Exercise task: In the part of the data that opens with the line containing "One marker for each instance of the distant mountain." and runs through the end of the data, switch every "marker" to "dot" and write out that part again with nothing else changed. Leave the pictures out.

::: Excerpted records

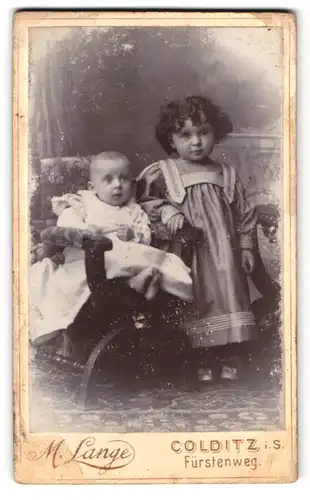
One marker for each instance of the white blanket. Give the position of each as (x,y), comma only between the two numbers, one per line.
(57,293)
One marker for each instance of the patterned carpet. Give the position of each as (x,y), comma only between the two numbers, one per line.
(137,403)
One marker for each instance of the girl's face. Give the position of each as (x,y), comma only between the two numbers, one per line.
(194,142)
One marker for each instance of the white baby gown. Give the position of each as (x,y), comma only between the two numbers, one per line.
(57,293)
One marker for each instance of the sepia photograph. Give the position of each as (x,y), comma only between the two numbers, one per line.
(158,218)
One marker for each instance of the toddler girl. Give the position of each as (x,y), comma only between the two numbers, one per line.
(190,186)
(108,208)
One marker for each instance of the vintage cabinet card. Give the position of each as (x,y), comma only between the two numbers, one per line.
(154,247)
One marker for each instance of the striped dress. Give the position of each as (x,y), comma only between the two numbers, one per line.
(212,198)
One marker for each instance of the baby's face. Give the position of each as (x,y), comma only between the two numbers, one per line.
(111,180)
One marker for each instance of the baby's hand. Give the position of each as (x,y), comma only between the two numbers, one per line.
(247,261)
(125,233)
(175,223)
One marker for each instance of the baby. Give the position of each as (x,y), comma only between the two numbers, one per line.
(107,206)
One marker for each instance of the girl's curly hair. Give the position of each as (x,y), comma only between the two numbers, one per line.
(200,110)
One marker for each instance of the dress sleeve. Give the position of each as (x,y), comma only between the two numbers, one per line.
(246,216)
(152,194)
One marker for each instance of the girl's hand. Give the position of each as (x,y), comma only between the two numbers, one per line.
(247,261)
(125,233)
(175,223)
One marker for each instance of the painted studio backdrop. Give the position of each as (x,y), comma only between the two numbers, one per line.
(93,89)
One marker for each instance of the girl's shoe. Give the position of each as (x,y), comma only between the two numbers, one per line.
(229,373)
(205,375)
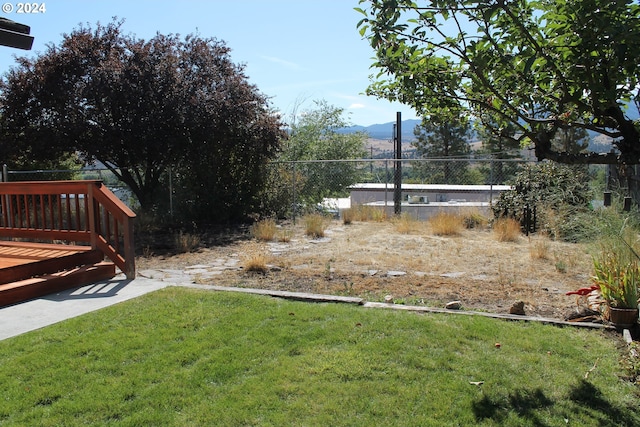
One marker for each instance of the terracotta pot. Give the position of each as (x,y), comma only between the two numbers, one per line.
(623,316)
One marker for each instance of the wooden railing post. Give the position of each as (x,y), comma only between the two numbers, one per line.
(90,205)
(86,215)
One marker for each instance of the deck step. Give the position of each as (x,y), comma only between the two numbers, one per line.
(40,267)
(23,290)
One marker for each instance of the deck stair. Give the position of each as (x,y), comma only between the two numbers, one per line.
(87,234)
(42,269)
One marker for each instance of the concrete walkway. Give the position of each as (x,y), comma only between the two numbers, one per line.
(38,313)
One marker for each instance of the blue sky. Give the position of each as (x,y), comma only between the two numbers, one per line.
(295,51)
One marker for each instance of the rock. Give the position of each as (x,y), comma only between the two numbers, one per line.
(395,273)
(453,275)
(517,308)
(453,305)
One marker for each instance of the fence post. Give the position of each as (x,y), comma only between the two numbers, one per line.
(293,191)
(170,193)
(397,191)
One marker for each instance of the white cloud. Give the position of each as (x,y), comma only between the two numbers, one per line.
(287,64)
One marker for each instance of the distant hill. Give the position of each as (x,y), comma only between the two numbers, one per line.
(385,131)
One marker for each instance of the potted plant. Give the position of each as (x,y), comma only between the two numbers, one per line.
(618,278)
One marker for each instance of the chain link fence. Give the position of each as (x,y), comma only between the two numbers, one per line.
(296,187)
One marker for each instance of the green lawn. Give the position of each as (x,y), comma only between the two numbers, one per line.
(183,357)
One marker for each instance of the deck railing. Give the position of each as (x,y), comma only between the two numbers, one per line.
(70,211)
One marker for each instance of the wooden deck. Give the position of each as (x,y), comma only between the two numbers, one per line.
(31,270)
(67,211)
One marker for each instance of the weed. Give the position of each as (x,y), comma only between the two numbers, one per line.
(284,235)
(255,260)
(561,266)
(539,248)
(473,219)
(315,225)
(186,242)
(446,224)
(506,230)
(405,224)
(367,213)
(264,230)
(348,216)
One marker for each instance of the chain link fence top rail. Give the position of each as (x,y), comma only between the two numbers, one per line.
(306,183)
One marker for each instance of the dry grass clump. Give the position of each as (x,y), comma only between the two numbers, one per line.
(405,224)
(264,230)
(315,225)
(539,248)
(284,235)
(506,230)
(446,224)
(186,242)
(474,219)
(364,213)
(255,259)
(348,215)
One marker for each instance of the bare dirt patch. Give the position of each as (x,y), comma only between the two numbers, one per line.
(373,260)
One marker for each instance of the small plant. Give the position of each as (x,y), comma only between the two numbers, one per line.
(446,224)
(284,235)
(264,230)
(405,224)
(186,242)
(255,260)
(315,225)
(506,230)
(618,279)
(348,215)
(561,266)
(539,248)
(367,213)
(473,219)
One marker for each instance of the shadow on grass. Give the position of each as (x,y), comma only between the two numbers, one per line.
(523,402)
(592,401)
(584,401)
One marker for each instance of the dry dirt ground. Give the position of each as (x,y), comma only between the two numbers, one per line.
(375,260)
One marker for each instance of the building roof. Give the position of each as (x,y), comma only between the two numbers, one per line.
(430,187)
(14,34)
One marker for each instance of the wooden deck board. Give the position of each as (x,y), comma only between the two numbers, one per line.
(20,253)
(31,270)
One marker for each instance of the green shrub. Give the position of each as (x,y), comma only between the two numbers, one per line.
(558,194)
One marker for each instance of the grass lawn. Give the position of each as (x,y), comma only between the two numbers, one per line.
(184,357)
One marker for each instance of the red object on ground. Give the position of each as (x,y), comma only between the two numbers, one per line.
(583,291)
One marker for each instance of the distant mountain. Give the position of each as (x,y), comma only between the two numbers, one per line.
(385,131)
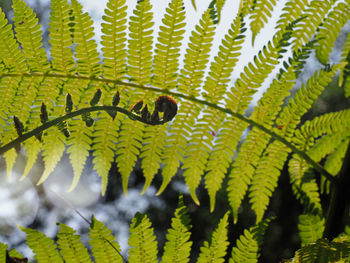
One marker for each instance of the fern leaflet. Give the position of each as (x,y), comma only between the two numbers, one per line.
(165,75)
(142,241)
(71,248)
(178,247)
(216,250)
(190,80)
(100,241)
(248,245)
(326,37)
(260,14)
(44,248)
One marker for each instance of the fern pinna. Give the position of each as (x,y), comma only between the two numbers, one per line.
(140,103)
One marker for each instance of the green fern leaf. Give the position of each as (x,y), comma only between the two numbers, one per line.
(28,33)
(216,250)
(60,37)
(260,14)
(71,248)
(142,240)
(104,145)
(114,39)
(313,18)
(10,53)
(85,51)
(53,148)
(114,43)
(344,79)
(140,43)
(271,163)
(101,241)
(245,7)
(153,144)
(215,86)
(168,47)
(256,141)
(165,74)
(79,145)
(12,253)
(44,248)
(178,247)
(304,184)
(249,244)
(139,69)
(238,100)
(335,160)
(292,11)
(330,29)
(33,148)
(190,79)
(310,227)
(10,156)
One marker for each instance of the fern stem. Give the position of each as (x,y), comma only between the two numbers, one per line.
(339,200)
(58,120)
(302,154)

::::::

Response below:
One dot for each instance of the distant mountain. Give the position of each as (x,y), comma only between the two numbers, one per line.
(385,131)
One dot for each instance of the fern leaflet. Give the position of each as (x,y), comma only between the two numbers, one per line.
(165,75)
(142,241)
(71,248)
(178,247)
(216,250)
(190,80)
(100,241)
(248,245)
(326,37)
(260,14)
(44,248)
One dot for each instance of the fern pinna. Give the position of each as (x,y), comma only between the two numbers, one per line.
(140,103)
One dot for each instance of the green fern leaf. Give the position of each as (x,y), comma only between the two numbers, one per line.
(28,33)
(216,250)
(60,37)
(260,14)
(71,248)
(142,240)
(104,145)
(114,39)
(313,18)
(10,53)
(85,51)
(53,148)
(114,43)
(344,79)
(140,43)
(271,163)
(101,241)
(245,7)
(153,144)
(215,86)
(168,47)
(256,141)
(165,74)
(79,145)
(12,253)
(44,248)
(178,247)
(304,184)
(249,244)
(139,69)
(238,100)
(335,160)
(292,11)
(330,29)
(33,148)
(190,79)
(310,227)
(10,156)
One dot for each instance of the fern stem. Give the position of each as (x,y), comma only between the two numbers, one per line.
(339,200)
(58,120)
(302,154)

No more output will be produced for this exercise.